[Collected data]
---*---
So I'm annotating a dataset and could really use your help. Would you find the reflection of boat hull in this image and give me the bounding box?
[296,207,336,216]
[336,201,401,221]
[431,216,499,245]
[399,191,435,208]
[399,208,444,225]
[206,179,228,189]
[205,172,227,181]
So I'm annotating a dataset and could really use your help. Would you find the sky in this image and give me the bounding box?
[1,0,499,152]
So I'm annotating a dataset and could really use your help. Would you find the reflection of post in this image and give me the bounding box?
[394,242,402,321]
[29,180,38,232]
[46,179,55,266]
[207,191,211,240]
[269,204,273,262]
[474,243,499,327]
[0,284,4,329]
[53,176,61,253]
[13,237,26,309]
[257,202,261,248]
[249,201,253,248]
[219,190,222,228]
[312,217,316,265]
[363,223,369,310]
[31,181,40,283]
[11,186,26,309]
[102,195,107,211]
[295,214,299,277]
---*---
• _Work instruction_
Up to and including the last line of the records above, print exactly every line from the one that contains "reflection of post" onward.

• _Task result_
So I'm annotating a dataset and could really use your help. Would you find the reflection of post in this image and give me the bounding box?
[394,242,402,321]
[29,180,38,232]
[46,179,55,266]
[207,191,211,240]
[269,204,273,262]
[474,243,499,327]
[0,284,4,329]
[53,176,61,253]
[13,237,26,309]
[257,202,261,248]
[249,201,253,248]
[219,190,222,228]
[312,217,316,265]
[363,223,369,310]
[31,181,40,283]
[11,186,26,309]
[102,195,107,211]
[295,214,299,277]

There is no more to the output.